§ Required work
Begin at the top of the records below and print each line exactly until the line containing "Target: white coffee cup" has been printed; any pictures are to be left out.
Records for the exercise Block Start
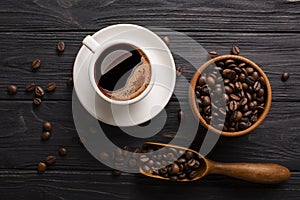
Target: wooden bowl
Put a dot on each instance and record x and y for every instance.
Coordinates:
(193, 103)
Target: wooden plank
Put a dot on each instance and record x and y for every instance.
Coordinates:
(242, 15)
(275, 53)
(276, 140)
(101, 185)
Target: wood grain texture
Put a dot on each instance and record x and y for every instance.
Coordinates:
(275, 53)
(101, 185)
(275, 141)
(232, 16)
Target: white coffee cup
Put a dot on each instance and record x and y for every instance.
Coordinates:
(97, 49)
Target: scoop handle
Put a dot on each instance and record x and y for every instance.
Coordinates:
(252, 172)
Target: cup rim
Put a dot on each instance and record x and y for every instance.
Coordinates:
(193, 104)
(94, 59)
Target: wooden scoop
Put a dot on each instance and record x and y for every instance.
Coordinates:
(252, 172)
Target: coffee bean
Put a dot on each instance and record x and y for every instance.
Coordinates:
(250, 80)
(206, 101)
(180, 115)
(36, 64)
(210, 81)
(61, 46)
(41, 167)
(285, 76)
(235, 97)
(213, 54)
(179, 71)
(51, 87)
(30, 87)
(144, 158)
(174, 169)
(189, 155)
(47, 126)
(45, 136)
(235, 50)
(50, 160)
(201, 81)
(193, 175)
(116, 173)
(12, 89)
(104, 156)
(62, 151)
(70, 82)
(39, 91)
(166, 39)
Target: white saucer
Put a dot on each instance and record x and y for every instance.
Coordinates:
(150, 105)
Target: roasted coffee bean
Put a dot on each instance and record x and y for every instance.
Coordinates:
(51, 87)
(41, 167)
(206, 101)
(201, 80)
(285, 76)
(235, 50)
(233, 106)
(61, 46)
(166, 39)
(12, 89)
(180, 115)
(37, 101)
(47, 126)
(179, 71)
(36, 63)
(45, 136)
(30, 87)
(213, 54)
(229, 62)
(39, 92)
(210, 81)
(144, 158)
(228, 89)
(104, 156)
(235, 97)
(250, 80)
(116, 173)
(50, 160)
(70, 82)
(62, 151)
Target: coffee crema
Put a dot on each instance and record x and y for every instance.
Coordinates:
(122, 72)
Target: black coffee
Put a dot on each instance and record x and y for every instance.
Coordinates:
(122, 72)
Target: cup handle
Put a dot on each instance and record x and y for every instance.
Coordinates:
(90, 43)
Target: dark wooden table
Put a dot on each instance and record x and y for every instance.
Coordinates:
(268, 32)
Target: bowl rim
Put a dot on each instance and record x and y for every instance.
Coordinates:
(193, 104)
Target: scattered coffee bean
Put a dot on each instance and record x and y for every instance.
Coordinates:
(50, 160)
(47, 126)
(62, 151)
(41, 167)
(51, 87)
(235, 50)
(36, 64)
(39, 92)
(45, 136)
(166, 39)
(285, 76)
(70, 82)
(213, 54)
(61, 46)
(30, 87)
(179, 71)
(12, 89)
(37, 101)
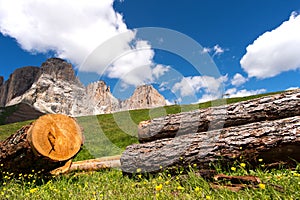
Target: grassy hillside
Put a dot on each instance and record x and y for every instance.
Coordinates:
(108, 135)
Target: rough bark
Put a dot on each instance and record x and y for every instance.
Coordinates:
(272, 141)
(44, 145)
(266, 108)
(89, 165)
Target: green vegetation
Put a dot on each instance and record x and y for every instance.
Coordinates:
(6, 112)
(109, 135)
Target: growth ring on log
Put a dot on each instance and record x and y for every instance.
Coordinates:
(55, 136)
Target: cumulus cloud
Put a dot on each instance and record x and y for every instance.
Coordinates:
(73, 29)
(275, 51)
(238, 80)
(215, 50)
(292, 88)
(189, 86)
(233, 92)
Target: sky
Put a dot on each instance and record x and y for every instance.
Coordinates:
(190, 51)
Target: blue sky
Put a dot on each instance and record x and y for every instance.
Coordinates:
(254, 44)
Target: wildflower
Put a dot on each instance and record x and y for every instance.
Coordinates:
(262, 186)
(138, 170)
(243, 165)
(158, 187)
(180, 187)
(33, 190)
(197, 189)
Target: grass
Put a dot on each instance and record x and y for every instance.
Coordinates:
(109, 134)
(112, 184)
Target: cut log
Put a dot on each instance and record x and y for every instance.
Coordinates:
(273, 107)
(44, 145)
(89, 165)
(272, 141)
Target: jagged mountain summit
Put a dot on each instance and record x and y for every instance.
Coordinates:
(54, 88)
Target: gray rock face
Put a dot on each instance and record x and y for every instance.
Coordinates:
(54, 88)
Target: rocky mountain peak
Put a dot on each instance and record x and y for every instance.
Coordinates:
(54, 88)
(1, 80)
(18, 83)
(58, 69)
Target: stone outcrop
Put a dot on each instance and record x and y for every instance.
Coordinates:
(17, 84)
(54, 88)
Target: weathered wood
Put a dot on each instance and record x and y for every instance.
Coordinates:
(89, 165)
(272, 107)
(44, 145)
(272, 141)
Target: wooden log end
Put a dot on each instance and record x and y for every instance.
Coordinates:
(55, 136)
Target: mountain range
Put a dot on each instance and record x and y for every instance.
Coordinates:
(54, 88)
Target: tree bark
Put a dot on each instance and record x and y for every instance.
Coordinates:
(272, 141)
(266, 108)
(89, 165)
(44, 145)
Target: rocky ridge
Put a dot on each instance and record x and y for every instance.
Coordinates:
(54, 88)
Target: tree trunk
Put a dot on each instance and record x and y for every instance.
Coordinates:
(44, 145)
(89, 165)
(272, 141)
(266, 108)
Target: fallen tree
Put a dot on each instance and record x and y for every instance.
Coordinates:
(89, 165)
(272, 141)
(44, 145)
(266, 108)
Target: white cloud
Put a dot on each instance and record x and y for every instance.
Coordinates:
(274, 52)
(238, 80)
(160, 70)
(292, 88)
(188, 86)
(233, 92)
(72, 29)
(215, 50)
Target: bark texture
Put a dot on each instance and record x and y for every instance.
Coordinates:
(44, 145)
(272, 141)
(274, 107)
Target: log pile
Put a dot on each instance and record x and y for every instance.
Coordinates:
(44, 145)
(266, 128)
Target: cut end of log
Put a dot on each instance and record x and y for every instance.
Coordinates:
(55, 136)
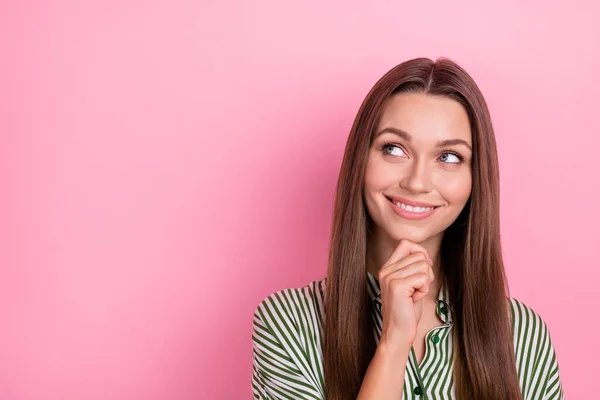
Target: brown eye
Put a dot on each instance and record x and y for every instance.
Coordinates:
(451, 158)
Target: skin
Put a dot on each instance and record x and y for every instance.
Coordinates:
(403, 253)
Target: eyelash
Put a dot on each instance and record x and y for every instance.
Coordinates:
(386, 144)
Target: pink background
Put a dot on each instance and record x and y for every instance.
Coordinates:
(166, 165)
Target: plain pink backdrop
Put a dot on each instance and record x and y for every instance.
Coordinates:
(167, 164)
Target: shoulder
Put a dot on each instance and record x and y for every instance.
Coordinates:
(525, 319)
(293, 309)
(531, 333)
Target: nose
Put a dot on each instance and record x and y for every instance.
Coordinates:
(417, 178)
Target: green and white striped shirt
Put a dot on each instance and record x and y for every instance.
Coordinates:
(288, 359)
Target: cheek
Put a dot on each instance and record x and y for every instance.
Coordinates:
(378, 175)
(456, 190)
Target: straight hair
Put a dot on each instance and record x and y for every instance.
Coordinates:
(484, 362)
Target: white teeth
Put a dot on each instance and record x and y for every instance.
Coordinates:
(413, 209)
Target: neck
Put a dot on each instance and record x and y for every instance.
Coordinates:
(380, 246)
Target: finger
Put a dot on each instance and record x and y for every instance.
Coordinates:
(412, 264)
(412, 258)
(415, 286)
(406, 247)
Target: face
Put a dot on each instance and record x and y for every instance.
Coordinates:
(421, 156)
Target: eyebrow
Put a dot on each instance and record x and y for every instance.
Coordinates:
(404, 135)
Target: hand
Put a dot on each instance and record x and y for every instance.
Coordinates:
(404, 281)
Records for the exercise Block End
§ Answer space
Target: wooden bowl
Put a dot on each instance and record x and y for every instance.
Coordinates:
(193, 103)
Target: wooden plank
Put a dot on each instance and record x and y for every instance.
Coordinates:
(242, 15)
(275, 53)
(276, 140)
(101, 185)
Target: wood grain texture
Put a dot on each instance and record x and y for every instance.
Coordinates:
(275, 53)
(101, 185)
(275, 141)
(232, 16)
Target: white coffee cup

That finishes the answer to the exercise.